_WORK REQUIRED_.
Omit all images. Write out the rest of the material exactly.

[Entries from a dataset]
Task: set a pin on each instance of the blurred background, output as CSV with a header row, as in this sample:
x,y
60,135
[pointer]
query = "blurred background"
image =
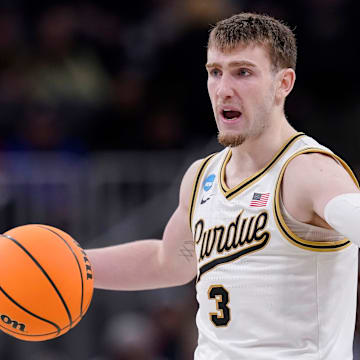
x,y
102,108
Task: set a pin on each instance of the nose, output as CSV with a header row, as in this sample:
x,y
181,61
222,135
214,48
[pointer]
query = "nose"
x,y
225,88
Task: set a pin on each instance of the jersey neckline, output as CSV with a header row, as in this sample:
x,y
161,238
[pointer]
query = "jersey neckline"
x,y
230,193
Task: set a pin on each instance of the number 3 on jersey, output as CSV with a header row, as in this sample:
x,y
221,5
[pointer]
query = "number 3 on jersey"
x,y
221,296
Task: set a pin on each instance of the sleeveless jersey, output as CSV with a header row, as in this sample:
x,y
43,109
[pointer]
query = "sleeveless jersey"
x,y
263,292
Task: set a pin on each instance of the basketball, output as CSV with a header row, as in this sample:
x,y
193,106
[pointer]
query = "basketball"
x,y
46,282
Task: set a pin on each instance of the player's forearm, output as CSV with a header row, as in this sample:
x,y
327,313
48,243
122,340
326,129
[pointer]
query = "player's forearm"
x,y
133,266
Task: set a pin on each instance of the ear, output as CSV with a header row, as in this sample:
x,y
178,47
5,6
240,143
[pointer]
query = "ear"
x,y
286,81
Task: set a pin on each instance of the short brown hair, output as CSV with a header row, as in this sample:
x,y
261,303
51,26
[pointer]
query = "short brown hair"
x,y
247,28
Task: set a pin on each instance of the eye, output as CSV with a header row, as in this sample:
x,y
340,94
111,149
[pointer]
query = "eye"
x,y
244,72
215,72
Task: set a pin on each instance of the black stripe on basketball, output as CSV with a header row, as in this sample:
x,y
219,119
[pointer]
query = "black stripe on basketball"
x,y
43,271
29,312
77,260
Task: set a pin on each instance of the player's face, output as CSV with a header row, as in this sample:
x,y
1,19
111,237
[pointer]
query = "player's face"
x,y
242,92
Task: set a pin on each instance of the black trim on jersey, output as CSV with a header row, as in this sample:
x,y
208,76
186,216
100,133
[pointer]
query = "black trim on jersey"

_FINAL RESULT_.
Task: set a pin on each instance of the blurred background, output as CSV with a header row, as in this sample:
x,y
60,135
[pointer]
query = "blurred background"
image =
x,y
102,108
Task: set a pin on each instance of the nose, output as CSV with a header row, as in this sample:
x,y
181,61
222,135
214,48
[pointer]
query = "nose"
x,y
225,88
Task: set a pin on each instance of the jersey neckline, output as CSV with a header row, as in this sample:
x,y
161,238
[pointer]
query = "jersey neckline"
x,y
230,193
Task: set a pin on each instance of the number 3 on jersey, output as CSV with a header row, as in this sample:
x,y
221,5
[pointer]
query = "number 3 on jersey"
x,y
221,296
Task: set a pin on each instance of the sleeveless jersey, output as CSV with a header row, as in this sample:
x,y
43,109
[pointer]
query = "sleeveless jersey"
x,y
263,292
Task: set a pin on each instance of the basketball, output as CSV with a header row, as in this sample:
x,y
193,106
[pointer]
query = "basketball"
x,y
46,282
Task: set a pin on each instance of the player's forearm, output as CSV with a header row, as in this sample:
x,y
327,313
48,243
122,340
326,129
[pointer]
query = "player's forearm"
x,y
133,266
Task: set a pin on each instance of the ear, output as CSV with a header row, as in this sample:
x,y
178,47
5,6
240,143
[pointer]
query = "ear"
x,y
286,81
Task: set a pin on each instance of the short brown hair, output as CSV with a header row, as in this sample:
x,y
261,303
51,26
[pointer]
query = "short brown hair"
x,y
247,28
Task: set a pin on each instance of the eye, output as CSV with a header row, as in this sample:
x,y
340,94
111,149
[pointer]
query = "eye"
x,y
244,72
215,72
Task: set a pin on each instance of the black stripe on basketball, output as CSV with a header row, as in this sample:
x,y
219,119
[pointer]
query = "black stripe on basketball"
x,y
43,271
29,312
77,260
Task: set a pin on each instance of the player's face, output as CSV with a header row, as in this sample:
x,y
1,19
111,237
[pointer]
query = "player's face"
x,y
242,92
Task: set a pin on each instance of the black trim on jersey, output as CSV with a header row, as in this sample:
x,y
208,76
186,216
100,133
[pointer]
query = "black trim on jersey"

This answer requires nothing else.